=== Begin Enclosure ===

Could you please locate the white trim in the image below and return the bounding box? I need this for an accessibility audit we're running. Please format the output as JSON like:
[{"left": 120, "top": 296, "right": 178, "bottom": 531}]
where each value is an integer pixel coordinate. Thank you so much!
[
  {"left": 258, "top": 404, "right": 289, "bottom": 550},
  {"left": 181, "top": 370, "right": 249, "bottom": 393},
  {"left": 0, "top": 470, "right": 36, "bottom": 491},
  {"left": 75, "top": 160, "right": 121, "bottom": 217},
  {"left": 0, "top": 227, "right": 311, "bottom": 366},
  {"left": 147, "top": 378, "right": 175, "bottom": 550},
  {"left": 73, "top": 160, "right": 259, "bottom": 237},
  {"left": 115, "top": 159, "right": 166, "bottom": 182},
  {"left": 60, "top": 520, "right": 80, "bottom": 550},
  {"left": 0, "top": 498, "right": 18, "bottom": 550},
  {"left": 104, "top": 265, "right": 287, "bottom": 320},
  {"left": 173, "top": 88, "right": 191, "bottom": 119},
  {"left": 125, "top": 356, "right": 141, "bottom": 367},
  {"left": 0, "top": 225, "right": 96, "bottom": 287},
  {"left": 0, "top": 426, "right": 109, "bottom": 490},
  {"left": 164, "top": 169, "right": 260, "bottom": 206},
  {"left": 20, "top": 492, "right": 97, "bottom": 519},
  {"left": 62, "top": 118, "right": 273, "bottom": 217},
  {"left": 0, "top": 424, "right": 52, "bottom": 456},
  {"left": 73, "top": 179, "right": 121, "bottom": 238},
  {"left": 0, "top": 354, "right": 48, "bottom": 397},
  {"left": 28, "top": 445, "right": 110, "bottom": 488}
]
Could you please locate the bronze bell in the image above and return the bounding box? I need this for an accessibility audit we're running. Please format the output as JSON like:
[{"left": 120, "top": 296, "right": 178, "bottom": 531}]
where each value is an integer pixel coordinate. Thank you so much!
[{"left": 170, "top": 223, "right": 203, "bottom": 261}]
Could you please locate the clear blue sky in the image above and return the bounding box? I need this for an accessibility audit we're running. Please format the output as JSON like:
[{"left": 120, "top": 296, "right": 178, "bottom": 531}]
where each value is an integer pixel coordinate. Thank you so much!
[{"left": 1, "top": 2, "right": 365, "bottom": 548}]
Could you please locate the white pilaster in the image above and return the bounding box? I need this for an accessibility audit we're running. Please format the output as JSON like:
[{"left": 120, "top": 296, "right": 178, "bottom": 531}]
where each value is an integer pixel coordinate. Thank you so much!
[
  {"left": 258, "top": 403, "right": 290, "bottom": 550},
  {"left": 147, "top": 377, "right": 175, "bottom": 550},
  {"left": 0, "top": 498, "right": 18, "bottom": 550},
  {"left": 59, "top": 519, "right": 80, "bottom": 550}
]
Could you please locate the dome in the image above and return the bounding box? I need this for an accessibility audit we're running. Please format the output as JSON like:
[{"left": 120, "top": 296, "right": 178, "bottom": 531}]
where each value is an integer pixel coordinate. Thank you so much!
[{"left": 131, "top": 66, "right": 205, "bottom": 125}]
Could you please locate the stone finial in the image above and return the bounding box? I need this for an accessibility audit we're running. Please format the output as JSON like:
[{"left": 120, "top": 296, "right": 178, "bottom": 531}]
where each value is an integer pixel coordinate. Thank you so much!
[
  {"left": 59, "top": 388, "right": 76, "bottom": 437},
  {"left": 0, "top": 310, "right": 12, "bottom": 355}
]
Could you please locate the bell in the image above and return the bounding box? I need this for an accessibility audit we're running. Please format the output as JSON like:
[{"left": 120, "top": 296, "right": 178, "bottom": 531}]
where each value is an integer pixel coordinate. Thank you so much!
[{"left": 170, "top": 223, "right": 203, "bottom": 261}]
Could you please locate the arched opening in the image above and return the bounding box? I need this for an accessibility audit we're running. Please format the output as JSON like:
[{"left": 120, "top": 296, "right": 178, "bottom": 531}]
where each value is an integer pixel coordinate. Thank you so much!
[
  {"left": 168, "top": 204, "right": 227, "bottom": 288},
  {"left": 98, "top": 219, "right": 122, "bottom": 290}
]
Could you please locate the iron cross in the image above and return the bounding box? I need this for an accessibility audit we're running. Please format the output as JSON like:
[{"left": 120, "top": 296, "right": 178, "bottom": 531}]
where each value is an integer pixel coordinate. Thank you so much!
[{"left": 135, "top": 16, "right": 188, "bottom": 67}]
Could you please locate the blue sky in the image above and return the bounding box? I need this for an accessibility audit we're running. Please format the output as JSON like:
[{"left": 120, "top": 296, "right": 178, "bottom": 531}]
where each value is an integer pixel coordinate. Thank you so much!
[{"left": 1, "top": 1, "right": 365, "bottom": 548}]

=== End Enclosure ===

An exact copy of all the entries is what's needed; write it out.

ANSWER BOX
Could you please locate the white trim in the image below and return the bounding box? I need this for an accessibility audit we're running. Please format the output as JSON like:
[{"left": 120, "top": 296, "right": 178, "bottom": 531}]
where each value is an integer pixel coordinate. Thank you so much!
[
  {"left": 258, "top": 404, "right": 289, "bottom": 550},
  {"left": 181, "top": 370, "right": 249, "bottom": 393},
  {"left": 0, "top": 470, "right": 36, "bottom": 491},
  {"left": 75, "top": 160, "right": 121, "bottom": 217},
  {"left": 0, "top": 227, "right": 311, "bottom": 366},
  {"left": 147, "top": 378, "right": 175, "bottom": 550},
  {"left": 73, "top": 160, "right": 259, "bottom": 237},
  {"left": 115, "top": 159, "right": 166, "bottom": 182},
  {"left": 60, "top": 520, "right": 80, "bottom": 550},
  {"left": 0, "top": 498, "right": 18, "bottom": 550},
  {"left": 104, "top": 265, "right": 287, "bottom": 320},
  {"left": 173, "top": 88, "right": 191, "bottom": 119},
  {"left": 125, "top": 356, "right": 141, "bottom": 367},
  {"left": 0, "top": 225, "right": 96, "bottom": 287},
  {"left": 0, "top": 426, "right": 109, "bottom": 490},
  {"left": 164, "top": 169, "right": 260, "bottom": 206},
  {"left": 20, "top": 492, "right": 97, "bottom": 519},
  {"left": 62, "top": 118, "right": 273, "bottom": 217},
  {"left": 0, "top": 424, "right": 52, "bottom": 456},
  {"left": 73, "top": 179, "right": 121, "bottom": 238},
  {"left": 0, "top": 354, "right": 48, "bottom": 397},
  {"left": 28, "top": 445, "right": 110, "bottom": 488}
]
Could you please locate the bronze bell in the image above and return the bounding box? I need this for an accessibility audit we're running. Please format the output as JSON like:
[{"left": 120, "top": 296, "right": 178, "bottom": 531}]
where each value is an integer pixel coordinate. Thank you so much!
[{"left": 170, "top": 223, "right": 203, "bottom": 261}]
Could you please locate the clear blue sky in the image above and return the bounding box? I need this for an accessibility audit we're running. Please format the output as JSON like:
[{"left": 120, "top": 296, "right": 178, "bottom": 531}]
where each value is an integer pixel coordinate. Thank you so much!
[{"left": 1, "top": 2, "right": 365, "bottom": 548}]
Could you please locate the white pilaster in the image above and return the bounding box? I need this for an accessibility audit we're running. Please format the output as JSON like:
[{"left": 120, "top": 296, "right": 178, "bottom": 531}]
where each value is an integer pixel coordinate. Thank you so much!
[
  {"left": 258, "top": 403, "right": 290, "bottom": 550},
  {"left": 147, "top": 377, "right": 175, "bottom": 550},
  {"left": 0, "top": 498, "right": 18, "bottom": 550},
  {"left": 59, "top": 519, "right": 80, "bottom": 550}
]
Could you please locate the dome in the image above and return the bounding box? I need this for an accessibility audit we're running. Please format the output as JSON like:
[{"left": 120, "top": 296, "right": 178, "bottom": 531}]
where each value is an integer pixel coordinate. Thank you so much!
[{"left": 131, "top": 66, "right": 205, "bottom": 125}]
Could you please locate the stone finial in the image above and return the bounding box? I need this for an accessibility audit we're running. Please format the output as JSON like:
[{"left": 120, "top": 296, "right": 178, "bottom": 531}]
where each value is an integer pixel coordinate. Thank you so much!
[
  {"left": 59, "top": 388, "right": 76, "bottom": 437},
  {"left": 0, "top": 310, "right": 12, "bottom": 355}
]
Could you please locate the bell in the image above and return the bounding box? I need this for an accessibility audit we're running. Please format the output as JSON like:
[{"left": 120, "top": 296, "right": 178, "bottom": 531}]
where each value is an integer pixel coordinate. Thank you so much!
[{"left": 170, "top": 223, "right": 203, "bottom": 261}]
Could you please locate the arched opening in the image above and return the bounding box? I need this for an accessibility audit we're running. Please format the output as JSON like:
[{"left": 120, "top": 296, "right": 178, "bottom": 531}]
where each value is an integer pixel coordinate. Thank you so much!
[
  {"left": 168, "top": 204, "right": 227, "bottom": 288},
  {"left": 98, "top": 219, "right": 122, "bottom": 290}
]
Could you please locate the iron cross in the image above and return the bounding box? I need this for an accessibility audit we're running. Please format the output as JSON like:
[{"left": 120, "top": 296, "right": 178, "bottom": 531}]
where each value is an integer pixel coordinate. Thank you so much!
[{"left": 135, "top": 16, "right": 188, "bottom": 67}]
Could you please locate the blue sky in the image above and return the bounding box? I need this for an accessibility audit we're running. Please format the output as JSON like:
[{"left": 120, "top": 296, "right": 178, "bottom": 531}]
where each value is an integer pixel coordinate. Thank you so much!
[{"left": 1, "top": 1, "right": 365, "bottom": 548}]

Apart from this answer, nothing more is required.